-- START OF EXTRACTED RECORDS --

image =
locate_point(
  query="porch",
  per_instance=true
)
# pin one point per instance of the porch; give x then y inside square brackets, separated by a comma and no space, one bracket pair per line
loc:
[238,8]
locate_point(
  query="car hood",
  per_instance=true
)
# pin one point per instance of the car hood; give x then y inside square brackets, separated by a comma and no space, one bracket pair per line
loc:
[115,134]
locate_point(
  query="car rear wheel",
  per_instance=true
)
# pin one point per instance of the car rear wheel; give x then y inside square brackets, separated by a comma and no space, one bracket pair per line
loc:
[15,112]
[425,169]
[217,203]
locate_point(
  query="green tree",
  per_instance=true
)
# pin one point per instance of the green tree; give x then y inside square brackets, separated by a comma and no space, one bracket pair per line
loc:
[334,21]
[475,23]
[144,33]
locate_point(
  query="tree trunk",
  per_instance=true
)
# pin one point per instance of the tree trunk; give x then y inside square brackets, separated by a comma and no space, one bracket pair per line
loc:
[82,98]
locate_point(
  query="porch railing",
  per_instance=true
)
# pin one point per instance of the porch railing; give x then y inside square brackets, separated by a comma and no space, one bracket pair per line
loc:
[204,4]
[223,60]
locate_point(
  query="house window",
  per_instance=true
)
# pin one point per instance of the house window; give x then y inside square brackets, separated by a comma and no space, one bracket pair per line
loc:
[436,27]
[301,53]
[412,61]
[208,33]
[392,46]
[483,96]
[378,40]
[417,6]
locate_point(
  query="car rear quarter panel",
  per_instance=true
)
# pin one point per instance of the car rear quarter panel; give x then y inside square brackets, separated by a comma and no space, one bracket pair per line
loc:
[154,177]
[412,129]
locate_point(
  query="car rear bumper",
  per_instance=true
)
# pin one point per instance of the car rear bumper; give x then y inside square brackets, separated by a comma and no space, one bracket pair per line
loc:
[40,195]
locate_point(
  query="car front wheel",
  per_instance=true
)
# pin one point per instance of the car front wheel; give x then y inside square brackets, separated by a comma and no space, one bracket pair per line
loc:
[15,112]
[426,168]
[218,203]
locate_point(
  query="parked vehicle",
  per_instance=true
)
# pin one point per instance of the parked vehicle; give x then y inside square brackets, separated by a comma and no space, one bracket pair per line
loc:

-- END OF EXTRACTED RECORDS --
-- START OF EXTRACTED RECORDS --

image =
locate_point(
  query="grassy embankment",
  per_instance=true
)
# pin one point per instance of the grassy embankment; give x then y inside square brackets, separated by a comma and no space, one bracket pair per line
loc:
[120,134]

-- END OF EXTRACTED RECORDS --

SET EXERCISE |
Return each line of the records in which the word "front" appears.

REPLY TO THE TASK |
  query="car front wheel",
# pin one point per instance of the car front wheel; give x then y inside square brackets, separated by a comma and no space, one bracket pair per line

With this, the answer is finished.